◆ GIVEN PROBLEM ◆
Extract every line of the items below that contains the string "tree". Copy each such line in full.

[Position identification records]
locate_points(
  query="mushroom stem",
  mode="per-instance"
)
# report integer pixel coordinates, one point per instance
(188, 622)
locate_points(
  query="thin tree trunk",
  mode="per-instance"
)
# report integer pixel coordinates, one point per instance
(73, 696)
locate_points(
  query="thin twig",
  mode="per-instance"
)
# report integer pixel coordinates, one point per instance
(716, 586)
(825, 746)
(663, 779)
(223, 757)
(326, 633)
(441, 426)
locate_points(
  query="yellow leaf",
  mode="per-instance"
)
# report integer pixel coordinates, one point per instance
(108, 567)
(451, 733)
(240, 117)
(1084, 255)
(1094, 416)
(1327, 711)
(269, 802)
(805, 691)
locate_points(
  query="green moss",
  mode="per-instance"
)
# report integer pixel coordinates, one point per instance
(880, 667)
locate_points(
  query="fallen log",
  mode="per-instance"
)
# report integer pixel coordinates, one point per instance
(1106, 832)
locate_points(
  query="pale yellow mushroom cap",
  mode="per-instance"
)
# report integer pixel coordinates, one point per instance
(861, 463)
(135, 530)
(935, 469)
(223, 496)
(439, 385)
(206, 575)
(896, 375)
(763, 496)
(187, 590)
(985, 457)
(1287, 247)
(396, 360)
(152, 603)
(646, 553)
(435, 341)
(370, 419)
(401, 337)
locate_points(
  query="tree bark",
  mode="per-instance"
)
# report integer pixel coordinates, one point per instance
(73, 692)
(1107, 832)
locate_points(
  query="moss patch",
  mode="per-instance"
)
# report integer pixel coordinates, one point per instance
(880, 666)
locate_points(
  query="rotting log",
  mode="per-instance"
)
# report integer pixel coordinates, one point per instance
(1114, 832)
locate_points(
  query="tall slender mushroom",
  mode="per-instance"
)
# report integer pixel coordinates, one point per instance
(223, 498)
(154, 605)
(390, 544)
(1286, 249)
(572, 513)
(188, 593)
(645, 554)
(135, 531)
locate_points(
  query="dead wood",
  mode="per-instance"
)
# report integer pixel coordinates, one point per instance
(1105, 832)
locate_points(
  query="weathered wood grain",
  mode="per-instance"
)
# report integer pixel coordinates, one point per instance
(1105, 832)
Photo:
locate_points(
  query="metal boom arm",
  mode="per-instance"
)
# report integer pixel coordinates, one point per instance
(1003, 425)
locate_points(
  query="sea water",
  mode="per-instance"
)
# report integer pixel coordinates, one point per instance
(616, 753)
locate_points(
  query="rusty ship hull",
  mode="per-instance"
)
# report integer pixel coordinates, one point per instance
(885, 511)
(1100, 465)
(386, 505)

* * *

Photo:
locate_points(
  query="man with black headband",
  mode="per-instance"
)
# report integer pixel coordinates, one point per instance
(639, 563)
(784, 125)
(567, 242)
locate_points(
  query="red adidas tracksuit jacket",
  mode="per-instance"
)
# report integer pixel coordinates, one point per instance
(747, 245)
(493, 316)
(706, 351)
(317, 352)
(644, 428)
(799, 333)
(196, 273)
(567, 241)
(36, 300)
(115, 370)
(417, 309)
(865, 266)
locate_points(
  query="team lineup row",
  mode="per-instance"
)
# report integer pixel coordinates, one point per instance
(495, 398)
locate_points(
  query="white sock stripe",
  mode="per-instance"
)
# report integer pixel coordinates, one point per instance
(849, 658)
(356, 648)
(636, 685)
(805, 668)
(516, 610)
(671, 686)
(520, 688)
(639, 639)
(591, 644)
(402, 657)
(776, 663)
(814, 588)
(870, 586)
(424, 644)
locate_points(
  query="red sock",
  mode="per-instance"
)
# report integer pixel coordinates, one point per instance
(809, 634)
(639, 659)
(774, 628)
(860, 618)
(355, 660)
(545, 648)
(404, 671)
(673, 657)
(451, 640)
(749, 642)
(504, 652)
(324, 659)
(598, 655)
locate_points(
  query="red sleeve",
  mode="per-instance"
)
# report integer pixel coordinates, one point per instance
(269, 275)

◆ OUTPUT FOR THIS EXERCISE ◆
  query="thin tree trunk",
  query="tree bark",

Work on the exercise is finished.